** BEGIN **
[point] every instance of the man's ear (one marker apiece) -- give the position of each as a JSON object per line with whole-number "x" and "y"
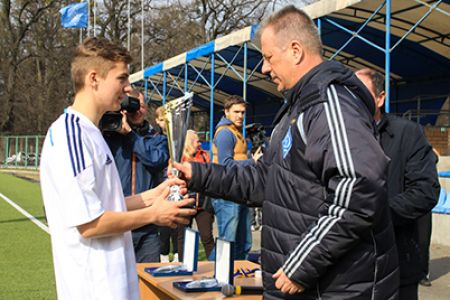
{"x": 91, "y": 79}
{"x": 297, "y": 51}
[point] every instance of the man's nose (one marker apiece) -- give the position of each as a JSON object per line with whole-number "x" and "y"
{"x": 127, "y": 88}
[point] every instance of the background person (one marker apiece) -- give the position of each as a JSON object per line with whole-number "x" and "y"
{"x": 205, "y": 212}
{"x": 413, "y": 186}
{"x": 327, "y": 232}
{"x": 230, "y": 149}
{"x": 89, "y": 219}
{"x": 141, "y": 155}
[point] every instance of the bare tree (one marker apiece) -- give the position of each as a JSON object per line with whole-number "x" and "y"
{"x": 16, "y": 20}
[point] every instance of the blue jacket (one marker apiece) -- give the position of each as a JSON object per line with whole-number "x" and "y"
{"x": 225, "y": 142}
{"x": 152, "y": 156}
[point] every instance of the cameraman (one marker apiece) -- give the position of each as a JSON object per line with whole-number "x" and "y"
{"x": 141, "y": 154}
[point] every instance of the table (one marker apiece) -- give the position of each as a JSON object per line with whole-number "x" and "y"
{"x": 161, "y": 287}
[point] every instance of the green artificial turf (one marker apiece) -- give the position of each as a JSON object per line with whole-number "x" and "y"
{"x": 26, "y": 268}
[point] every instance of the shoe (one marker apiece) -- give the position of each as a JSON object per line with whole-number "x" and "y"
{"x": 425, "y": 282}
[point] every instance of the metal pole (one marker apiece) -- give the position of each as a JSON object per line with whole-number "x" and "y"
{"x": 319, "y": 26}
{"x": 95, "y": 13}
{"x": 17, "y": 151}
{"x": 185, "y": 78}
{"x": 146, "y": 90}
{"x": 142, "y": 34}
{"x": 418, "y": 110}
{"x": 36, "y": 163}
{"x": 129, "y": 26}
{"x": 7, "y": 148}
{"x": 387, "y": 50}
{"x": 244, "y": 88}
{"x": 26, "y": 151}
{"x": 164, "y": 87}
{"x": 211, "y": 107}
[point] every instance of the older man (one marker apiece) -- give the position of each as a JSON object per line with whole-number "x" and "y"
{"x": 413, "y": 185}
{"x": 327, "y": 232}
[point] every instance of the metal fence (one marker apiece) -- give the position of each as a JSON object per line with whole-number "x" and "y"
{"x": 21, "y": 151}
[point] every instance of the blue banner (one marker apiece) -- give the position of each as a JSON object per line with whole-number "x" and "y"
{"x": 74, "y": 15}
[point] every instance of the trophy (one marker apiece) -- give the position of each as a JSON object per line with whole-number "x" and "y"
{"x": 176, "y": 115}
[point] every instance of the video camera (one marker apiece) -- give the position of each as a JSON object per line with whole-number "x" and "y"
{"x": 257, "y": 135}
{"x": 112, "y": 120}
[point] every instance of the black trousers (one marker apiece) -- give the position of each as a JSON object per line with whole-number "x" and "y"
{"x": 409, "y": 292}
{"x": 424, "y": 238}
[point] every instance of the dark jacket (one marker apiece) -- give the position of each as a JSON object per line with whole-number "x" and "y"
{"x": 152, "y": 156}
{"x": 413, "y": 189}
{"x": 321, "y": 184}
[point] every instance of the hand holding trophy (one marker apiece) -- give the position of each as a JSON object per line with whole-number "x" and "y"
{"x": 176, "y": 116}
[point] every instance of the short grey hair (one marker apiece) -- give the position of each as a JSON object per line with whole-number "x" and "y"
{"x": 292, "y": 23}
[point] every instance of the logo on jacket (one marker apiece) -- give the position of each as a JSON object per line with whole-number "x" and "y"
{"x": 286, "y": 143}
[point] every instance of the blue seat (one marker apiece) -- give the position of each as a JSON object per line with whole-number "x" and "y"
{"x": 440, "y": 207}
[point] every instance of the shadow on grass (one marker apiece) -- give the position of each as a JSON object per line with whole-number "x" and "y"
{"x": 40, "y": 218}
{"x": 439, "y": 267}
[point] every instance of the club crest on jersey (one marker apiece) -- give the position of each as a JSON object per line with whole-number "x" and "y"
{"x": 286, "y": 143}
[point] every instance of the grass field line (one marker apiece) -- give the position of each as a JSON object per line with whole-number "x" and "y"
{"x": 25, "y": 213}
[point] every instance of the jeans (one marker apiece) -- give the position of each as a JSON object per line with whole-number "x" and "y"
{"x": 146, "y": 247}
{"x": 234, "y": 225}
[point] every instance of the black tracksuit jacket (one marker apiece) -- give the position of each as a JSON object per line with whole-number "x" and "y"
{"x": 321, "y": 184}
{"x": 413, "y": 190}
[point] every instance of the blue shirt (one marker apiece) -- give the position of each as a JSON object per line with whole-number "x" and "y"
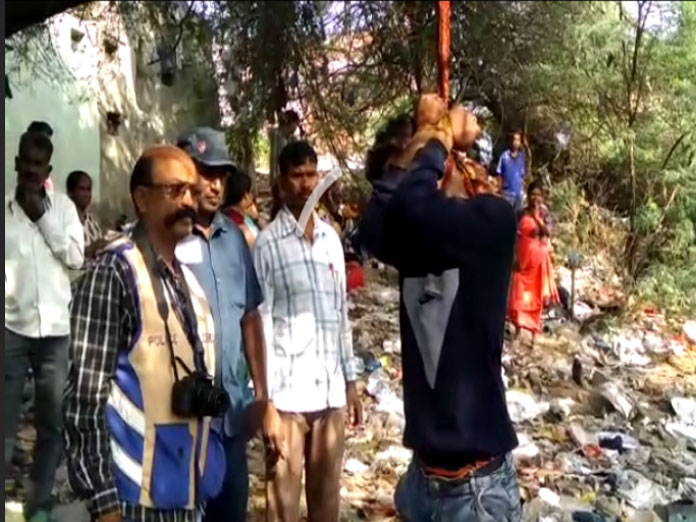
{"x": 224, "y": 268}
{"x": 512, "y": 170}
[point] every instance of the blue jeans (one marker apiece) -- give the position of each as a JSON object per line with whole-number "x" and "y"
{"x": 231, "y": 504}
{"x": 514, "y": 199}
{"x": 48, "y": 359}
{"x": 491, "y": 497}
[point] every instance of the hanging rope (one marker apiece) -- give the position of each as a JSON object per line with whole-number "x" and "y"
{"x": 474, "y": 175}
{"x": 443, "y": 47}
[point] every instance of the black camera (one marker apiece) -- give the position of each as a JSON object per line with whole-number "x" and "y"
{"x": 196, "y": 396}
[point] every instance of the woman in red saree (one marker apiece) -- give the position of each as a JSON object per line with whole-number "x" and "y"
{"x": 533, "y": 284}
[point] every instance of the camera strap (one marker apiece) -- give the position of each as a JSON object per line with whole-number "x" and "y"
{"x": 139, "y": 237}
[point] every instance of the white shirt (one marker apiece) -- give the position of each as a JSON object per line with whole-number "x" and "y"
{"x": 305, "y": 315}
{"x": 37, "y": 259}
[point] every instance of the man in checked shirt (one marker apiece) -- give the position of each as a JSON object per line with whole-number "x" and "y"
{"x": 311, "y": 372}
{"x": 140, "y": 322}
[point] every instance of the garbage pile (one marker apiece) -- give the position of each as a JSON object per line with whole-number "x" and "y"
{"x": 606, "y": 419}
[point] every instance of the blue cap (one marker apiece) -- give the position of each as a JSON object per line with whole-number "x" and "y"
{"x": 206, "y": 146}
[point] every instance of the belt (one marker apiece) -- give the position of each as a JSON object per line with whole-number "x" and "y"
{"x": 466, "y": 471}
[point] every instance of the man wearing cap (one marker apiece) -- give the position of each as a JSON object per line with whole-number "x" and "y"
{"x": 219, "y": 257}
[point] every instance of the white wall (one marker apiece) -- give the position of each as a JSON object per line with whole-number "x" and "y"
{"x": 88, "y": 84}
{"x": 69, "y": 107}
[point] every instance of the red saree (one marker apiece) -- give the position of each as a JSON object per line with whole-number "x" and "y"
{"x": 533, "y": 282}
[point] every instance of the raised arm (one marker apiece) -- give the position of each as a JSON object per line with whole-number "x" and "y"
{"x": 435, "y": 230}
{"x": 61, "y": 229}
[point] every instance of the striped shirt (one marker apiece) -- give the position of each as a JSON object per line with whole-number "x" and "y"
{"x": 92, "y": 229}
{"x": 305, "y": 315}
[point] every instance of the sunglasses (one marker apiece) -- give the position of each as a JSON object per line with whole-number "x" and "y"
{"x": 176, "y": 190}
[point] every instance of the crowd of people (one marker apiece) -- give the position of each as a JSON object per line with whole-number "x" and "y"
{"x": 201, "y": 325}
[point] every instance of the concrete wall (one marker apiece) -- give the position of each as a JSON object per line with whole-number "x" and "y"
{"x": 91, "y": 82}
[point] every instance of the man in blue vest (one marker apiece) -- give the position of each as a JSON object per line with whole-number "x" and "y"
{"x": 218, "y": 255}
{"x": 140, "y": 404}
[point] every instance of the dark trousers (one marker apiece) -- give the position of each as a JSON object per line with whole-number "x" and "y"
{"x": 231, "y": 504}
{"x": 48, "y": 359}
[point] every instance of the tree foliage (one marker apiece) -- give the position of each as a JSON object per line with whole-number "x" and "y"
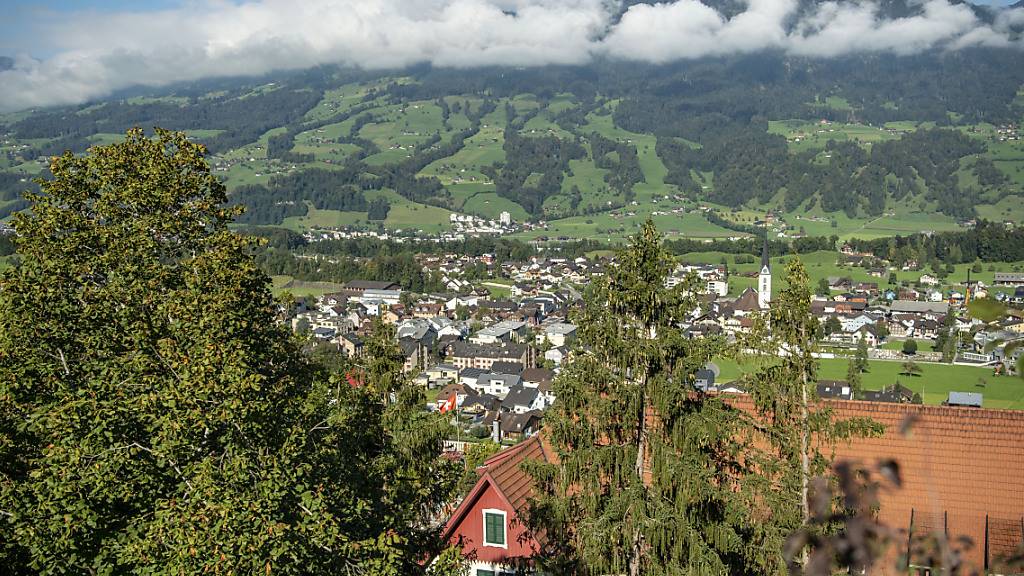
{"x": 155, "y": 418}
{"x": 651, "y": 478}
{"x": 794, "y": 427}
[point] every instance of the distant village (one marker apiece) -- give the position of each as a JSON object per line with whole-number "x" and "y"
{"x": 489, "y": 350}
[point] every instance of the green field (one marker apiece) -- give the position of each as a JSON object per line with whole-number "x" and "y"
{"x": 823, "y": 264}
{"x": 399, "y": 126}
{"x": 282, "y": 284}
{"x": 934, "y": 383}
{"x": 803, "y": 134}
{"x": 986, "y": 310}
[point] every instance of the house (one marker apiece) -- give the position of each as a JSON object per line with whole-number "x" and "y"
{"x": 521, "y": 399}
{"x": 835, "y": 389}
{"x": 914, "y": 306}
{"x": 323, "y": 333}
{"x": 1009, "y": 279}
{"x": 469, "y": 376}
{"x": 512, "y": 425}
{"x": 558, "y": 333}
{"x": 441, "y": 371}
{"x": 961, "y": 471}
{"x": 486, "y": 523}
{"x": 371, "y": 297}
{"x": 351, "y": 344}
{"x": 897, "y": 394}
{"x": 504, "y": 331}
{"x": 534, "y": 377}
{"x": 415, "y": 353}
{"x": 460, "y": 391}
{"x": 502, "y": 367}
{"x": 358, "y": 287}
{"x": 497, "y": 384}
{"x": 556, "y": 356}
{"x": 471, "y": 355}
{"x": 478, "y": 403}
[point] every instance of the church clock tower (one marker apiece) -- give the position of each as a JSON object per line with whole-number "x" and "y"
{"x": 764, "y": 279}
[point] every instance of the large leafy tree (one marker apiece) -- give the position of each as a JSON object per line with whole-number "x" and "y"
{"x": 650, "y": 472}
{"x": 154, "y": 416}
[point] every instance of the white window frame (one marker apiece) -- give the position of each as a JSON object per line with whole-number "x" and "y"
{"x": 505, "y": 526}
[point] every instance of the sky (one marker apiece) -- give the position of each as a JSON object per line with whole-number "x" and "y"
{"x": 75, "y": 51}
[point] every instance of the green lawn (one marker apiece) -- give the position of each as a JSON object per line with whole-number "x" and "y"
{"x": 986, "y": 310}
{"x": 282, "y": 284}
{"x": 934, "y": 383}
{"x": 803, "y": 134}
{"x": 923, "y": 345}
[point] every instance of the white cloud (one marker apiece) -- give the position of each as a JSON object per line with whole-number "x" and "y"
** END **
◆ **Task details**
Reproduce only the lines running from the one that contains "[point] every instance of the church" to the last line of the records.

◆ **Completed exercise**
[point] every instance of the church clock tower (one marker apiece) -- give the position of each as a JSON object per line with whole-number "x" and "y"
{"x": 764, "y": 279}
[point] every instance of the large leafy tree (one marker apiece) -- give the position of each as a JSON object per line with whole-number "x" and "y"
{"x": 650, "y": 472}
{"x": 154, "y": 416}
[point] every instance of the white window frame (one marker apiece) -- give the position of each as a JSON object per line with whole-number "x" and "y"
{"x": 505, "y": 526}
[point] every instance of the sky (one marker apiece) -- give the position of each as a JSON object per line with whole-number "x" and "y"
{"x": 75, "y": 51}
[point] every instance of the green lawn (one marker apiece) -- give the position of each as a JSON object per line with whole-number "x" and "y"
{"x": 986, "y": 310}
{"x": 282, "y": 284}
{"x": 934, "y": 383}
{"x": 803, "y": 134}
{"x": 923, "y": 345}
[point] every instance of the white cloud (one marker apiece) -- give the position of each as a JSON object per line with whole-number "x" and "y"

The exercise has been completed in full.